▶ _Exercices_
[A] D'après le texte sur les Daniels, répondez brièvement :
(i) Quel est le titre de leur premier long métrage ?
(ii) Combien de fois plus d'argent leur a-t-on donné depuis ?
(iii) Dans le premier paragraphe, à quoi Daniel et Daniel sont-ils comparés ?
[B] Traduisez en anglais cette phrase du texte sur les Daniels : « Mais dans ce barouf, on a pu faire naître une pure émotion, une vraie inventivité, une grande ode à la vie et aux rapports humains. »
[C] Écrivez la suite du texte sur les Daniels, à partir de sa dernière phrase.

▶ _Texte cité_
══════
A ceux qui croient avoir tout vu... et qui aiment se tromper

Ne me dites pas à quoi ressemblent les Daniels. Ne me montrez aucune des tribunes qu'ils ne manqueront pas d'arpenter pour récupérer la myriade de prix auxquels ils pourraient prétendre. Car finalement la seule explication, leur seule excuse, c'est que Daniel et Daniel ne sont que deux enfants foulant un bac à sable et lançant leurs jouets dans des scénarios à la folie digne de leur âge de gamins, sous l’œil de cadreurs bien obligés de les immortaliser.


Diablogue

-Daniel ?

-Oui, Daniel ?

-Honnêtement, pour notre premier long Swiss Army Man, on en avait fait trop dans l'explosion des codes, le dédain pour le bon goût et dans l'outrance de la comédie ?

-C'était du bulldozer, Daniel. Mais dans ce barouf, on a pu faire naître une pure émotion, une vraie inventivité, une grande ode à la vie et aux rapports humains.

-Tout à fait. La déglingue était notre recul sur la guimauve et notre contournement de la fleur bleue.

-Tout ça pour 4 balles et demi, Daniel, peu de recettes mais des yeux écarquillés et beaucoup de bruit partout où on passait.

-Hrmmmffff, ho ho...

-Sois pas gamin, Daniel, je suis sérieux.

-T'es sérieux ?

-Jamais, Daniel.

-J'ai oublié lequel des 2 Daniels parlait, à cette répartie-là.

-Tout ça pour dire qu'on a grandi, depuis. Et que des fous ont décidé de nous filer six fois plus de pognon.
══════
▶ _Données sources_
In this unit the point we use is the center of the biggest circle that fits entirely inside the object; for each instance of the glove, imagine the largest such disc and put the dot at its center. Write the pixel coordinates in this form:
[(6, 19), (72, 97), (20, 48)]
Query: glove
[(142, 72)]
══════
▶ _Réponses attendues_
[A]
(i) Swiss Army Man.
(ii) Six fois plus.
(iii) À deux enfants foulant un bac à sable et lançant leurs jouets dans des scénarios fous.

[B] But in all that racket, we managed to bring about pure emotion, real inventiveness, a great ode to life and to human relationships.

[C]
-Donc on pourrait être moins foutraque, affiner notre propos, moins partir en live et calibrer l'émotion.

-C'est ça. Ou alors... C'est le moment ou jamais de refaire exactement la même chose, mais en poussant tous les curseurs six fois plus loin.

-Tope-là Daniel. D'une monstrueuse chenille, on va accoucher d'un papillon ogre.


Every film, every scene, all in One

Qu'est-ce qu'on a envie de dire au cuistot qui vous sert un repas gargantuesque, trop gras, trop sucré, trop riche ? On a envie de dire Merci du fond du cœur, parce qu'une telle sincérité dans la générosité, ça vous tire la larme et vous fait passer l'éponge sur ce qui était en trop.


On ne mégote pas sur la longueur de la ballade ou sur ses trop brusques à-coups quand un Pégase vous prend sur son dos et vous fracasse sur chaque pale de l'éventail des émotions.

Qu'importe qu'il y ait de quoi faire dix films dans un, qui auraient mérité chacun leur traitement en profondeur. Pourquoi ? Car il y a justement de quoi faire dix films dans celui-là. L'important, c'est la prochaine idée qui chassera l'autre, c'est l'emballement de la machine, c'est la frénésie épuisante, comme si ce geste portait en lui la peur d'être le dernier, et qu'il fallait tout faire pour le rendre mémorable et y presser jusqu'à la dernière goutte d'inventivité de ses créateurs.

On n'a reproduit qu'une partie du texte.